GOAL>
Below are records to transcribe exactly, without their pictures.

PROVIDED RECORDS>
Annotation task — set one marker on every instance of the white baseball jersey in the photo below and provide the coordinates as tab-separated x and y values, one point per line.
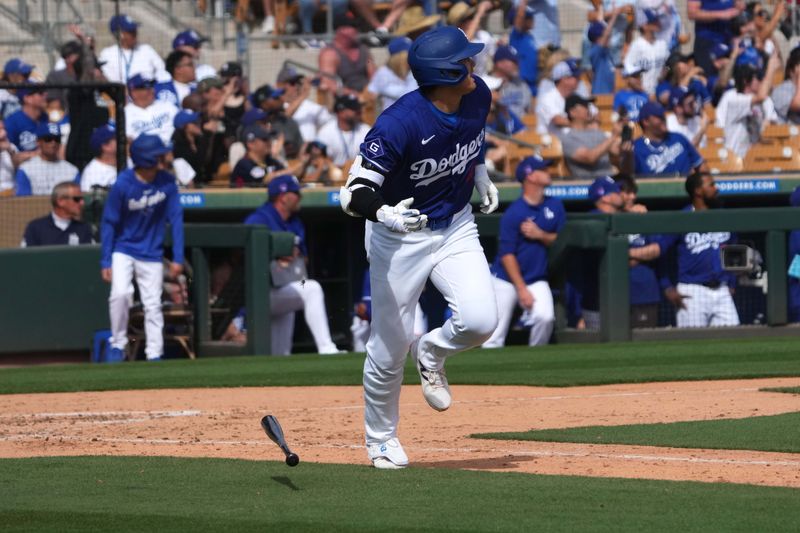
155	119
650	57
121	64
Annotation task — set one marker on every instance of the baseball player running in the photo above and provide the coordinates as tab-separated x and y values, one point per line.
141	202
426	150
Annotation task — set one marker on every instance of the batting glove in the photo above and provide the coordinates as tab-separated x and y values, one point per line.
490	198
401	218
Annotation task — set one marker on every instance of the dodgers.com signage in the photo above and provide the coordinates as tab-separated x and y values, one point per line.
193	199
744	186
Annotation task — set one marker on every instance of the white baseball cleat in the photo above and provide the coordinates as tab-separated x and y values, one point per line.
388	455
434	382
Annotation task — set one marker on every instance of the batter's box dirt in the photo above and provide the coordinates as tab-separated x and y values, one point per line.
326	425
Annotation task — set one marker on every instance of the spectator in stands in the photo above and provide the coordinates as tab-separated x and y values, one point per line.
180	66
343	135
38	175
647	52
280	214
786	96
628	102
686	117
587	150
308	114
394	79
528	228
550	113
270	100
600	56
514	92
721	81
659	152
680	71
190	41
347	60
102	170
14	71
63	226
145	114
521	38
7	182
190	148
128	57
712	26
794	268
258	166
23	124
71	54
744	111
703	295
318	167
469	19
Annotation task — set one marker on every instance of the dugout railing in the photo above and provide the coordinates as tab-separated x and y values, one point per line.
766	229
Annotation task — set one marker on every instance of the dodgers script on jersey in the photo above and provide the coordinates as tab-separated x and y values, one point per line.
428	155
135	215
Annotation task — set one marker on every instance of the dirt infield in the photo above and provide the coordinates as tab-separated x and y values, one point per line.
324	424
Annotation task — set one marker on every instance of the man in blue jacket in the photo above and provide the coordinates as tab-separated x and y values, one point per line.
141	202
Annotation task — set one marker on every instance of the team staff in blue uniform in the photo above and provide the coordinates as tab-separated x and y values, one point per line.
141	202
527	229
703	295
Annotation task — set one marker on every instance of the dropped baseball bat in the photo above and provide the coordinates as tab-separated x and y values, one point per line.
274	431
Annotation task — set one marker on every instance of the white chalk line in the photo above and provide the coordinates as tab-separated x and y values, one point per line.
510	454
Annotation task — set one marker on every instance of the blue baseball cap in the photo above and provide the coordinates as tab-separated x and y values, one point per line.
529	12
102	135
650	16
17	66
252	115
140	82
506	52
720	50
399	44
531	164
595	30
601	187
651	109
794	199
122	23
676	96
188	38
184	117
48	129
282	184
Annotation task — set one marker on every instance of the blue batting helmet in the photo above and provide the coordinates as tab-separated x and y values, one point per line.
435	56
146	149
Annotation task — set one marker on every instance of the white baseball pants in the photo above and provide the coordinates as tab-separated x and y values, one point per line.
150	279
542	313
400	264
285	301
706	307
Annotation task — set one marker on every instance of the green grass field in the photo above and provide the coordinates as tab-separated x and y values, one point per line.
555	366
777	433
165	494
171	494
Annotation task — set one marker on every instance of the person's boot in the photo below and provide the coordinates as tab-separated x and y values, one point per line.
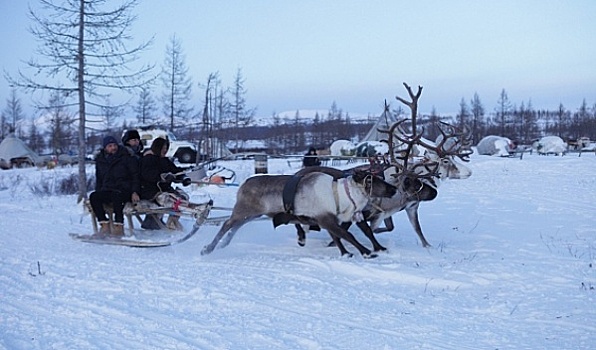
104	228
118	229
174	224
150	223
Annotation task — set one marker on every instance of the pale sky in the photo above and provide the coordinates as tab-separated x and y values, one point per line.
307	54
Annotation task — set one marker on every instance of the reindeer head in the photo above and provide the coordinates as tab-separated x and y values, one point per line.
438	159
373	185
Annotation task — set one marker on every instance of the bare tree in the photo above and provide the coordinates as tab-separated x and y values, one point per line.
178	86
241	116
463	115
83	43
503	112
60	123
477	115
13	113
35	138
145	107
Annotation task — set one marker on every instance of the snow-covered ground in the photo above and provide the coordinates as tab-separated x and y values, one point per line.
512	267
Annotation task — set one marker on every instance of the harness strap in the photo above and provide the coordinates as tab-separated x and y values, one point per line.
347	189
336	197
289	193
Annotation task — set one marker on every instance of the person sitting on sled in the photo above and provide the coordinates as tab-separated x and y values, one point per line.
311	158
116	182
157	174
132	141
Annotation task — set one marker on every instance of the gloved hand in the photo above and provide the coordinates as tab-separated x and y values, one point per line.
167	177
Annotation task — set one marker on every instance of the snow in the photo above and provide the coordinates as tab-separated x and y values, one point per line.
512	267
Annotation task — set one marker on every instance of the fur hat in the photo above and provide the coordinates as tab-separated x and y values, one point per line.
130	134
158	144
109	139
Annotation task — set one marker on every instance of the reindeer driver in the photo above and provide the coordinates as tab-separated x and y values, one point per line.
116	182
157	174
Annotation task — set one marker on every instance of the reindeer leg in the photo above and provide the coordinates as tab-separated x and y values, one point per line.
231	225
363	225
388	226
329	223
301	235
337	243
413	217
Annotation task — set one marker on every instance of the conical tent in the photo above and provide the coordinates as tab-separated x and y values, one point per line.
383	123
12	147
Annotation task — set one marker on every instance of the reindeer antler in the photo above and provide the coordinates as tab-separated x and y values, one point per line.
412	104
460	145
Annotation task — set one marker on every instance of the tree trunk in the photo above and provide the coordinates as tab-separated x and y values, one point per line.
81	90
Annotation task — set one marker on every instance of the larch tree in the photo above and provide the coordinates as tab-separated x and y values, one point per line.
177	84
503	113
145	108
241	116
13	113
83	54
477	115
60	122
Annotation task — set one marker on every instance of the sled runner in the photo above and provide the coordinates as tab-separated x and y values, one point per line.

EXERCISE ANSWER>
Annotation task — set one marker on every instance of the white baseball jersey in the photo below and provide the coordinates as tab-separated x and y values, one point per line.
155	119
650	57
121	64
Annotation task — set one marker on every instance of the baseball player running in the photo above and provide the coordinates as tab-separated x and y values, one point per line.
141	202
426	150
Annotation task — set one marker on every instance of the batting glove in the photo above and provide the coordinates as tab-separated x and y values, one point per line.
490	198
401	218
Annotation task — set one marker on every instance of the dodgers.com signage in the photo above and provide the coordinates as tab-separated x and y values, one point per line.
193	199
744	186
Annotation task — set one marker on every instance of the white baseball cleat in the photo above and provide the coordinates as tab-separated x and y values, one point per line.
388	455
434	382
Annotation task — set one marker on every instance of the batter's box dirt in the photo above and provide the coordinates as tab-separated x and y values, one point per line.
326	425
Annotation task — set one marker on every instance of the spectator in stands in the photo above and provide the coordinates as tab-separated x and y values, one point per line.
180	66
343	135
38	175
647	52
280	214
786	96
628	102
686	117
587	150
308	114
394	79
528	228
550	113
270	100
600	56
514	92
721	81
659	152
680	71
190	41
347	60
102	170
14	71
63	226
145	114
521	38
7	182
190	148
128	57
712	26
794	268
258	166
23	124
71	54
744	111
703	295
318	167
469	19
Annotation task — set one marker on every instance of the dugout railing in the photo above and provide the coordinates as tab-separated x and y values, one point per line.
766	229
Annotation task — set one marker on every instance of the dodgers script on jersey in the photo above and provide the coordinates as tab-separated x and y values, one point per line.
428	155
135	215
Annotation task — set one marker on every instance of the dirt infield in the photo above and provide the coordinates as tab-separated x and y values, one point per line.
324	424
Annotation task — set one marker on every instance of the man in blue jacket in the photo above and provide the coordinates as tab-separated x and y values, one point per line.
141	202
Annotation task — set one marker on every instance of the team staff in blue uniform in the photo above and provide the coordinates as tab-separated x and y values, one point per line.
141	202
527	229
703	295
Annotation task — set one marker on every instance of the dropped baseball bat in the photo above and provide the coordinates as tab-separated x and y values, one point per line.
274	431
Annotation task — set one marker on every instance of the white chalk line in the photo above and provide the coordinates as tab-separated x and y values, one point per line.
510	454
Annotation task — set one marker on every instance of the blue baseball cap in the photo above and provide the coordinates as tab-separated x and y values, one point per line.
529	12
102	135
650	16
17	66
252	115
140	82
506	52
720	50
399	44
531	164
595	30
601	187
651	109
794	199
122	23
676	96
188	38
184	117
48	129
282	184
Annotation task — set one marker on every instance of the blue batting helmet in the photo above and provide the coordinates as tab-separated x and y values, one point per line.
435	56
146	149
Annotation task — set one marker on every instance of the white baseball pants in the photo above and provide the coordinates as tab-separated x and y values, one point per line.
150	279
542	313
400	264
285	301
706	307
Annotation task — set one marker on every instance of the green grass field in the photo above and provide the coordinates as tab-separated x and y values, one point per line.
555	366
777	433
165	494
171	494
Annotation task — set one marker on every instance of the person's boot in the photo below and provide the coordinates as tab-separated x and y values, one point per line.
104	228
118	229
174	224
150	223
Annotation task — set one marker on every instance of the pale sky in the photo above and provide the coordinates as tab-separated x and y values, one point per line.
307	54
Annotation task — set one marker on every instance of the reindeer head in the photo above and provide the coordinates as tab-separated x and y values, one point per line.
438	159
373	185
Annotation task — set one marker on every instance of the bare tree in the photo above and provide the coordinates as tab-separated x and y values, one point per line.
178	86
241	116
463	115
83	43
503	112
60	123
477	115
13	113
35	138
145	107
Annotation task — set one marker on every instance of the snow-covered ground in the photo above and provide the coordinates as tab-separated x and y values, one point per line.
512	267
Annotation task — set one marker on every instance of the harness strap in the photo above and provide the coordinates as tab-separated x and y values, one point per line.
347	189
336	197
289	193
Annotation task — set one marker on every instance of the person sitting on sled in the photo above and provide the coordinates as tab-separated x and y values, one point per line.
311	158
116	182
157	174
132	141
Annotation task — set one marker on every instance of the gloved hand in the photo above and provide the coordinates as tab-separated x and y values, one point per line.
167	177
Annotation task — set one marker on every instance of the snow in the photo above and provide the coordinates as tab-separated x and y values, one point per line.
512	267
Annotation task — set one marker on every instance of the fur hat in the photo above and provide the coordinates as tab-separated x and y values, one point per line.
130	134
158	144
109	139
Annotation task — set one marker on every instance of the reindeer driver in the photo above and provide the coordinates as tab-separated x and y values, one point per line.
116	182
157	174
Annotation task — set one marker on every instance of the reindeer leg in the photo above and provide the coordinates as tab-separated x and y values, one point per line.
231	225
363	225
388	226
329	223
301	235
337	243
413	217
Annotation task — set one marker on every instance of the conical tent in the photo above and provide the coordinates as tab-separated x and y values, one point per line.
383	123
12	147
Annotation task — set one marker on every instance of the reindeer antler in the photo above and provide the coordinates as tab-separated x and y values, one point per line.
412	104
460	145
Annotation task — set one marker on every instance of the tree trunk in the photo above and provide the coordinates as tab-separated x and y values, one point per line.
81	90
Annotation task — set one marker on every instance of the larch tree in the photo above and provide the coordinates as tab-separated x and y values, one point per line.
177	84
503	113
145	108
241	116
13	113
83	54
477	115
60	122
Annotation task — set one marker on every instance of the sled runner in the photo above and provide the coordinates as tab-separated x and y values, one point per line.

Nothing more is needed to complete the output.